Top of Working data
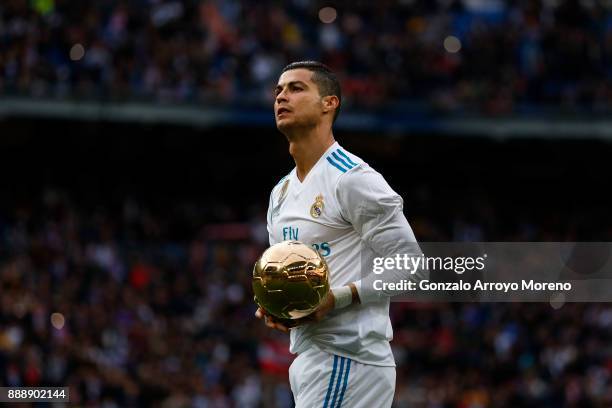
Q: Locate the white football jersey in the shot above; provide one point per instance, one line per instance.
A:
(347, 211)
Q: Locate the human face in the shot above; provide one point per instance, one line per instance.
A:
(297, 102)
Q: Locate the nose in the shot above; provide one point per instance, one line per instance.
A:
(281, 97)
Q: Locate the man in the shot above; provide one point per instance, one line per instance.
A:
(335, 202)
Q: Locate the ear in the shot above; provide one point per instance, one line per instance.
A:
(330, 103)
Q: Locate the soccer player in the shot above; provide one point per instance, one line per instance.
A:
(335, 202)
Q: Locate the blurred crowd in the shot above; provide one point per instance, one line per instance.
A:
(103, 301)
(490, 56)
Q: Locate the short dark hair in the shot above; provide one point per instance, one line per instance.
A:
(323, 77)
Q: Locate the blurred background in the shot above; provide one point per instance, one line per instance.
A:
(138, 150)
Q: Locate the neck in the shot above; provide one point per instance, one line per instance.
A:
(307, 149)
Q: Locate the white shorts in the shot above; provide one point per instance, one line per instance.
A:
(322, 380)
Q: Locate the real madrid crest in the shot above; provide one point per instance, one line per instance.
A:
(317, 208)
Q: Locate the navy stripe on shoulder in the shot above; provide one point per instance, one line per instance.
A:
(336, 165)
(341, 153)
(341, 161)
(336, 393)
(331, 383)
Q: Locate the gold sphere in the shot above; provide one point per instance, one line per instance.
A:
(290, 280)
Bottom of Working data
What needs to be done —
Output the records exactly, pictures excluded.

Response to this exercise —
Q: Locate the white football jersey in the shot above; provide one point per instance, one line per instance.
A:
(347, 211)
Q: Locate the human face in the shot above; provide one point per instance, one line per instance.
A:
(297, 102)
Q: Locate the nose in the shot above; provide one point per instance, one line per instance.
A:
(281, 97)
Q: Locate the man in the shot above; provide one point per instance, one line per instance.
A:
(335, 202)
Q: Locate the ear in the shot above; provide one point per instance, one line per instance.
A:
(330, 103)
Q: Locate the soccer player in the shot above; provide one point per instance, one line per instance.
A:
(335, 202)
Q: Locate the blurred crowd in the shot above; provide one point per instance, one line per instance.
A:
(103, 301)
(490, 56)
Q: Locate the short dark hair in the shot above; provide one point per instance, one line per instance.
A:
(323, 77)
Q: Locate the blurred background in the shot above; provide one point per instance, one line per instance.
A:
(138, 150)
Q: Locate the neck in the shot above; provide one point per instance, one line per instance.
A:
(307, 149)
Q: Locate the white shorts in the shot above; provide one point per instance, one line per instance.
A:
(322, 380)
Q: Locate the real madrid crest in the shot above; provide one point per instance, one line per instance.
A:
(317, 208)
Q: Locate the navy stripe on shoulder in the shot above; provide one point per instance, one line per instance.
A:
(336, 165)
(341, 153)
(341, 161)
(336, 393)
(331, 383)
Q: Locate the gold sphere in the shot above; provide one point per instance, one line per instance.
A:
(290, 280)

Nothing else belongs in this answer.